═════ Record list ═════

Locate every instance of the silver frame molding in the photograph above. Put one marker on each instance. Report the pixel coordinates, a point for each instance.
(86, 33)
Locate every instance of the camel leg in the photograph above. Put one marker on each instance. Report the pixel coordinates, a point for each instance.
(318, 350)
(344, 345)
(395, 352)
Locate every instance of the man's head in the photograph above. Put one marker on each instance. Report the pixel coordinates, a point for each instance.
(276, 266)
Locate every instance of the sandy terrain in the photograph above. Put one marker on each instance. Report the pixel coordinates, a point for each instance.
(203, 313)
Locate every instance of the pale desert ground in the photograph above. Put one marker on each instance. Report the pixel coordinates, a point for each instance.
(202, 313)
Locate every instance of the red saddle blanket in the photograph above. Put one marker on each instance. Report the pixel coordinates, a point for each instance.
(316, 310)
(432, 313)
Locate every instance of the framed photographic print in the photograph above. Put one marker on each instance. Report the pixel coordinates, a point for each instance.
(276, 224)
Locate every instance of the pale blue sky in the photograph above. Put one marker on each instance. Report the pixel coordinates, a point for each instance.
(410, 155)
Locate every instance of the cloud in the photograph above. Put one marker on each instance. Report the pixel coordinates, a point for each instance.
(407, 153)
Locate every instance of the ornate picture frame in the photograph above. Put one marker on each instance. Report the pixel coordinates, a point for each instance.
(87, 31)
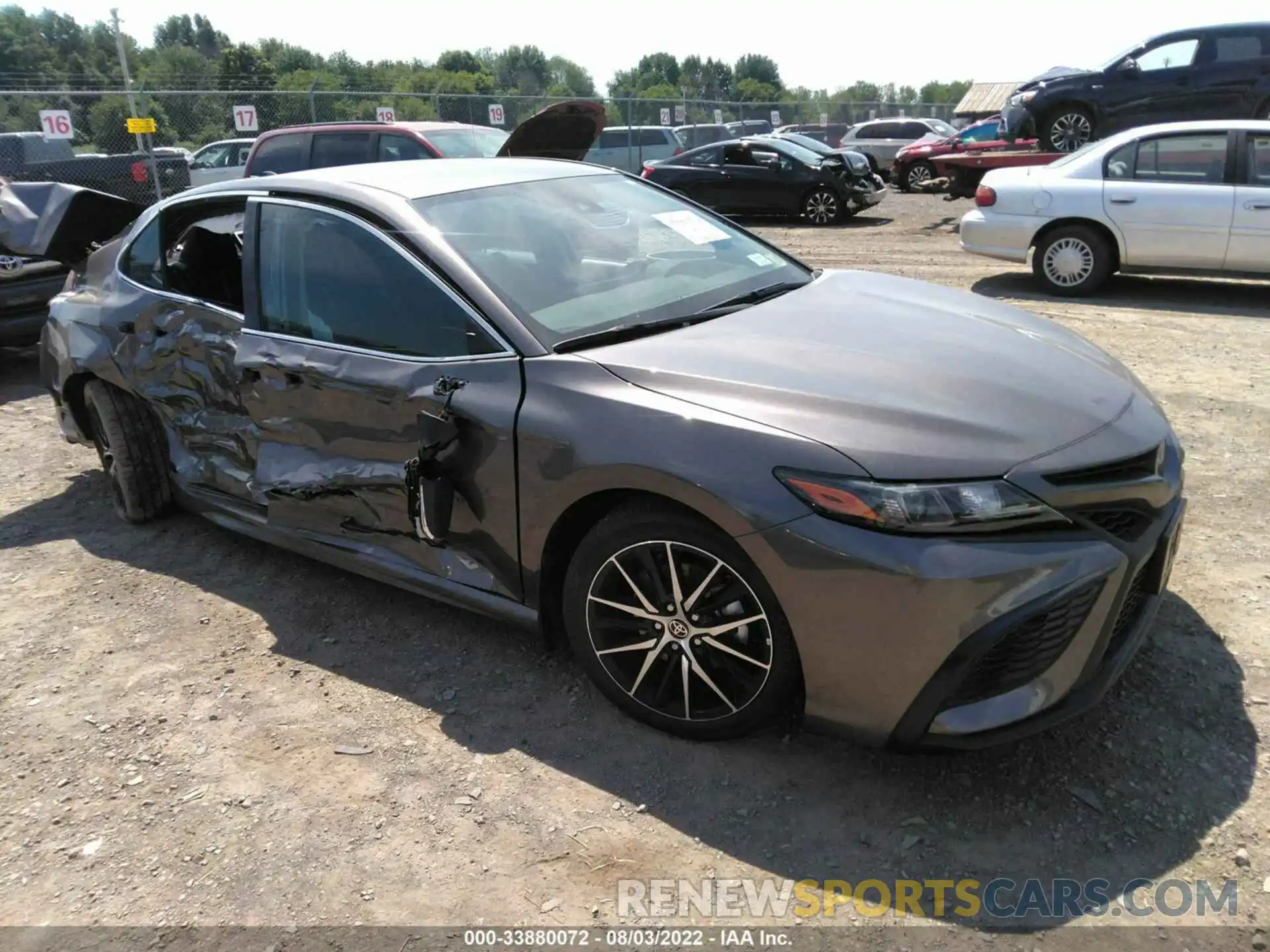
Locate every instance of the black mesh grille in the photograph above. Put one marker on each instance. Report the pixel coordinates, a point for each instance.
(1028, 649)
(1136, 467)
(1124, 524)
(1134, 601)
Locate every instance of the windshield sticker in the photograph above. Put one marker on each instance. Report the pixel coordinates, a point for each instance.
(693, 226)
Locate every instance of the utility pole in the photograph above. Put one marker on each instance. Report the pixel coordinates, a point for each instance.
(132, 99)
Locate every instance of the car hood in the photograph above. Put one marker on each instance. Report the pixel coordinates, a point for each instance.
(912, 381)
(1054, 74)
(560, 131)
(60, 222)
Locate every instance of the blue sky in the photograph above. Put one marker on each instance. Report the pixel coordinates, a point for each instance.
(996, 41)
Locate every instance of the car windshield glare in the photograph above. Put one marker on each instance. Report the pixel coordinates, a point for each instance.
(586, 253)
(466, 143)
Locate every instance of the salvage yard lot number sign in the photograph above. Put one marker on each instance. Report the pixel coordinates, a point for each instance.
(56, 124)
(245, 118)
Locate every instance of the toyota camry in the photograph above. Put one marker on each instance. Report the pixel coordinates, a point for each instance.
(553, 393)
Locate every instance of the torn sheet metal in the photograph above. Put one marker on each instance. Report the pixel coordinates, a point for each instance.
(60, 222)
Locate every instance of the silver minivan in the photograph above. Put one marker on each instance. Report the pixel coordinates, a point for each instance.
(630, 146)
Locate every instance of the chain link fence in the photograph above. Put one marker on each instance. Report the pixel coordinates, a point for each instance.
(64, 125)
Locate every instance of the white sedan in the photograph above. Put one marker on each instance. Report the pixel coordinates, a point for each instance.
(1179, 198)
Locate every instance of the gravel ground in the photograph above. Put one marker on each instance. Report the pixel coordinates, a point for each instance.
(172, 698)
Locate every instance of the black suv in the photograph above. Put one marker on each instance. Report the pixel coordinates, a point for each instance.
(1209, 73)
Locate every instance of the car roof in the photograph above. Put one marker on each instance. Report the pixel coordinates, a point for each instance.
(417, 179)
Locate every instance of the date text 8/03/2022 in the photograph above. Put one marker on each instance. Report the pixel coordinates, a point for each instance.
(995, 899)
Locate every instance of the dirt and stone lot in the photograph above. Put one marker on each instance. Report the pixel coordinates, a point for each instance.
(172, 698)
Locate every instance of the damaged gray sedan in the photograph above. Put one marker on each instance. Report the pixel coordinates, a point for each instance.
(563, 397)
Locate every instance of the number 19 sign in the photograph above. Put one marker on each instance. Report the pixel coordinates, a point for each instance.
(245, 118)
(56, 124)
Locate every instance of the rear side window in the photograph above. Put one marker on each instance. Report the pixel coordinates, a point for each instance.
(396, 149)
(144, 258)
(1234, 48)
(1259, 160)
(327, 278)
(1188, 159)
(281, 154)
(332, 149)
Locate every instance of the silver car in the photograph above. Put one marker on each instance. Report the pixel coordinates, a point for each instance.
(882, 139)
(630, 146)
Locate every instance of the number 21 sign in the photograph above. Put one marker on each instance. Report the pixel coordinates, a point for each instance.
(56, 124)
(245, 118)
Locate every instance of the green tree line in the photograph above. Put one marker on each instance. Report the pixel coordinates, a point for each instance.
(51, 51)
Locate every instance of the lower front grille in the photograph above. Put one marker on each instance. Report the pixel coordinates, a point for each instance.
(1028, 649)
(1134, 602)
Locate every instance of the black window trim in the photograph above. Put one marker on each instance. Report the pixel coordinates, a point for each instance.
(1232, 157)
(154, 215)
(252, 286)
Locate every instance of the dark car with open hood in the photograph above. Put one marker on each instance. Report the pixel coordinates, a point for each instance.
(773, 175)
(1208, 73)
(734, 485)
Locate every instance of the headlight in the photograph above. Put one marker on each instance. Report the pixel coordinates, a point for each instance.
(982, 506)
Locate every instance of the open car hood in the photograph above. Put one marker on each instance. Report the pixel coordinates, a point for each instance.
(560, 131)
(60, 222)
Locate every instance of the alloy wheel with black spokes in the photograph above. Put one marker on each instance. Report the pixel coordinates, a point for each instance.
(677, 629)
(1068, 130)
(822, 207)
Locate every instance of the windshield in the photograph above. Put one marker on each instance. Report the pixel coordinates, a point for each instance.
(807, 143)
(466, 143)
(1121, 56)
(793, 150)
(586, 253)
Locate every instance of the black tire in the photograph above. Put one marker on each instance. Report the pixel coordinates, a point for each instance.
(915, 175)
(1067, 128)
(1087, 260)
(132, 450)
(629, 547)
(822, 206)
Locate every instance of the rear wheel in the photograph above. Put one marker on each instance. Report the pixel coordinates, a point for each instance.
(132, 450)
(676, 626)
(1067, 130)
(822, 206)
(1074, 260)
(916, 175)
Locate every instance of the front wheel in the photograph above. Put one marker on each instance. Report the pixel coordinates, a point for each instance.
(1074, 260)
(1067, 130)
(677, 627)
(822, 207)
(916, 175)
(132, 450)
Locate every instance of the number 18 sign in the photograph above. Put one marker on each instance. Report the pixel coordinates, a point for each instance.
(56, 124)
(245, 118)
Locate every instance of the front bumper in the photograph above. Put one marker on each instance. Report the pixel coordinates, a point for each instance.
(24, 307)
(951, 644)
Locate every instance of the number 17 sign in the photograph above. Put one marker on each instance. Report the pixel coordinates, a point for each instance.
(245, 118)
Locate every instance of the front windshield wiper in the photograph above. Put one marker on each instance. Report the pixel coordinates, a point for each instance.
(751, 298)
(629, 332)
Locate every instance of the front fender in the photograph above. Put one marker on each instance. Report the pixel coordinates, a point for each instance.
(582, 430)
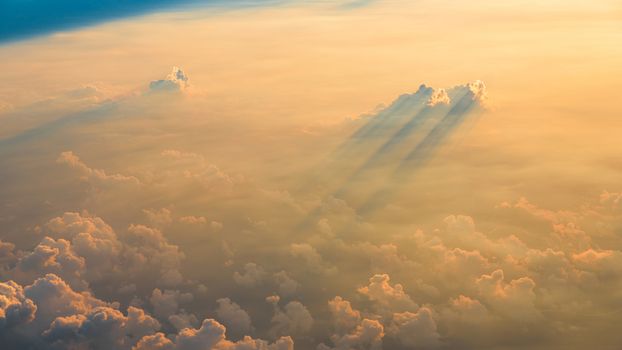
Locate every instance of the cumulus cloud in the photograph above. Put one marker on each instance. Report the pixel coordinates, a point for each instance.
(252, 276)
(367, 335)
(439, 96)
(287, 286)
(15, 308)
(387, 297)
(293, 319)
(86, 173)
(211, 335)
(237, 321)
(176, 81)
(166, 303)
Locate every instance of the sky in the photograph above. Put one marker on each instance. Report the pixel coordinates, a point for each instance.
(313, 175)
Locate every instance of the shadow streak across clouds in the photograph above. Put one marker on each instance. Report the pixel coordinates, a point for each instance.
(22, 19)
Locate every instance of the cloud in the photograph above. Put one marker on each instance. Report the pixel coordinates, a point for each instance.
(96, 176)
(344, 316)
(252, 276)
(211, 335)
(15, 308)
(439, 96)
(416, 330)
(286, 285)
(367, 335)
(293, 319)
(176, 81)
(237, 321)
(387, 297)
(166, 303)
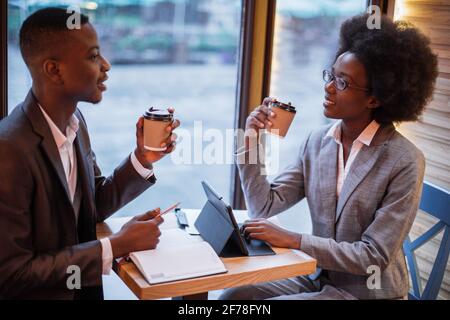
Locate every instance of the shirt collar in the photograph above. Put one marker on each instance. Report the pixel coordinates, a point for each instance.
(71, 130)
(365, 137)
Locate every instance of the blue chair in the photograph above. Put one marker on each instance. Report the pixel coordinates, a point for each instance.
(436, 202)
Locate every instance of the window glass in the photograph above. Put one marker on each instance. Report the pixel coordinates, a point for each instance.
(178, 53)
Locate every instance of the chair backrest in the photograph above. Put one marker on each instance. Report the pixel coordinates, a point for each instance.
(436, 202)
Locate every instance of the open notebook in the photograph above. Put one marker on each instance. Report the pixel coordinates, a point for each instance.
(178, 256)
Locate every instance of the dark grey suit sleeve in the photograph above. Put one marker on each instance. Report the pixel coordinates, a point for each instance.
(121, 187)
(265, 199)
(22, 269)
(385, 235)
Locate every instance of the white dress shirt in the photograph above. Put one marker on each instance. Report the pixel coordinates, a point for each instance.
(365, 138)
(67, 153)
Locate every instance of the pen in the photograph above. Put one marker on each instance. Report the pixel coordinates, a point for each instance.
(168, 209)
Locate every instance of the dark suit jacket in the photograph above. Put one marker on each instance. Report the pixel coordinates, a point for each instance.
(39, 238)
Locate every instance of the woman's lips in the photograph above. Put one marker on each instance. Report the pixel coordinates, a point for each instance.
(328, 103)
(102, 86)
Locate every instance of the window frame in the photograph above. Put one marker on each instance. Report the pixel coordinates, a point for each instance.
(4, 59)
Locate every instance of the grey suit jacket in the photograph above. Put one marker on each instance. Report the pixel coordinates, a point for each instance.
(39, 238)
(366, 226)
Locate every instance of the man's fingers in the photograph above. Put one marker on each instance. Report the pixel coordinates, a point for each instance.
(258, 229)
(158, 220)
(258, 236)
(267, 101)
(175, 124)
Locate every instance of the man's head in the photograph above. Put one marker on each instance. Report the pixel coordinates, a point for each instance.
(65, 62)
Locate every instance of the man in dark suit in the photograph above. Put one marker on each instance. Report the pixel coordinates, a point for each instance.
(52, 193)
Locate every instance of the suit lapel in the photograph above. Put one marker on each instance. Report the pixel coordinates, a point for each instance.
(364, 162)
(328, 178)
(83, 169)
(40, 126)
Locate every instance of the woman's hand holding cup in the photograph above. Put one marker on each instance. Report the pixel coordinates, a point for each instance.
(260, 118)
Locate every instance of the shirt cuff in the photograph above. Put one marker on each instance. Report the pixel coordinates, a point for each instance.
(107, 256)
(143, 172)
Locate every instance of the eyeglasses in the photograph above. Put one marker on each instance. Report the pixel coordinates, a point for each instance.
(340, 83)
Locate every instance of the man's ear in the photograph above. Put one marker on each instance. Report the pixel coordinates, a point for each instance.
(373, 103)
(52, 70)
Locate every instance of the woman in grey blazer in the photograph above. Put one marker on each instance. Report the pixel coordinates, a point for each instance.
(362, 179)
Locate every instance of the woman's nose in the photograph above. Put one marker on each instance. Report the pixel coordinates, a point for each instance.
(106, 65)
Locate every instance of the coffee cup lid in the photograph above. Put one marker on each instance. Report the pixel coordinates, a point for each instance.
(158, 114)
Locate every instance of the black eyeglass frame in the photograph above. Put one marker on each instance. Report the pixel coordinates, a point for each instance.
(328, 77)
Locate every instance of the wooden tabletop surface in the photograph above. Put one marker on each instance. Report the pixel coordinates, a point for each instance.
(241, 271)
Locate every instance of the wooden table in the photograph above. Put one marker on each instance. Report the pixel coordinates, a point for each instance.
(241, 271)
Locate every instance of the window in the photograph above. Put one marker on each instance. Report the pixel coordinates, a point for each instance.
(305, 42)
(178, 53)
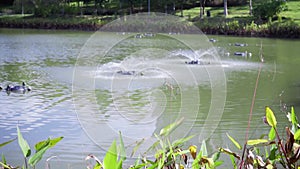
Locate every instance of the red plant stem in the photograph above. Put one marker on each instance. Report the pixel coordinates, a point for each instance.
(282, 148)
(250, 115)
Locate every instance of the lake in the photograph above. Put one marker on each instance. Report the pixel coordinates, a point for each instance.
(89, 86)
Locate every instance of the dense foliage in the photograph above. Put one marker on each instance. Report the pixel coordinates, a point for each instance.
(268, 9)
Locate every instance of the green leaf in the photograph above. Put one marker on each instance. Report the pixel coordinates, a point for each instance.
(171, 127)
(233, 161)
(293, 116)
(272, 134)
(271, 117)
(4, 165)
(203, 149)
(33, 160)
(294, 120)
(136, 147)
(41, 148)
(257, 141)
(181, 141)
(218, 163)
(110, 159)
(297, 135)
(216, 156)
(7, 142)
(3, 159)
(234, 142)
(42, 144)
(23, 144)
(54, 141)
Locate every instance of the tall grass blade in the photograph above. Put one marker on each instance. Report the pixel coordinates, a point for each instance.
(272, 134)
(136, 147)
(294, 120)
(171, 127)
(271, 117)
(204, 149)
(41, 148)
(297, 135)
(7, 142)
(23, 144)
(256, 142)
(110, 159)
(234, 141)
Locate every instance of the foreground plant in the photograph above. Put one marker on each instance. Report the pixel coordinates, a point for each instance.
(40, 149)
(168, 155)
(285, 152)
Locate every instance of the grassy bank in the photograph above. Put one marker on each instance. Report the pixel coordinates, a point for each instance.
(238, 22)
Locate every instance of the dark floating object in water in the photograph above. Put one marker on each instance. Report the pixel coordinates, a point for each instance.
(212, 40)
(241, 44)
(244, 54)
(18, 89)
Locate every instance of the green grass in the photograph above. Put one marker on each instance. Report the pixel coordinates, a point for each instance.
(293, 11)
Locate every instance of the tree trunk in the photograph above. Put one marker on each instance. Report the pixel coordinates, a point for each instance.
(225, 8)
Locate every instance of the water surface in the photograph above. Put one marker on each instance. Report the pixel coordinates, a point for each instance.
(79, 94)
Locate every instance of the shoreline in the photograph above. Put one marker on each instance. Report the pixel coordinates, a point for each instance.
(285, 31)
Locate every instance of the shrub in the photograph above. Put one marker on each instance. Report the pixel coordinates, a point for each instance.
(268, 9)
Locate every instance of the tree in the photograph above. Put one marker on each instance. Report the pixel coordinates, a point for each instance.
(225, 8)
(202, 6)
(250, 7)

═════

_Given exercise_. Restate word for word the lines from the one holding "Locate every instance of the tree trunk" to the end of the listing, both ends included, and nothing more.

_Complete output_.
Locate every instance of the tree trunk in the photograph above. Put one marker on each instance. Report the pixel coordinates, a point for each instance.
(225, 8)
Locate every instance of the water surface in the photograph above. Put one marker on each instance. Report the pixel coordinates, a point for each instance.
(79, 94)
Locate every instance of the shoreline in the photograph above. Put one marker on each instance. Report the pixel coordinates, a point for each instance.
(285, 31)
Locate every instance of the shrub in the photograph above. Put one marker on each instance. Report the pixel coordinates, a point for each instance.
(268, 9)
Locate every instance of the tree in the photograph above. Put one marker on each instance. Report the pixel coordinates, a point for each instance.
(225, 8)
(202, 6)
(250, 7)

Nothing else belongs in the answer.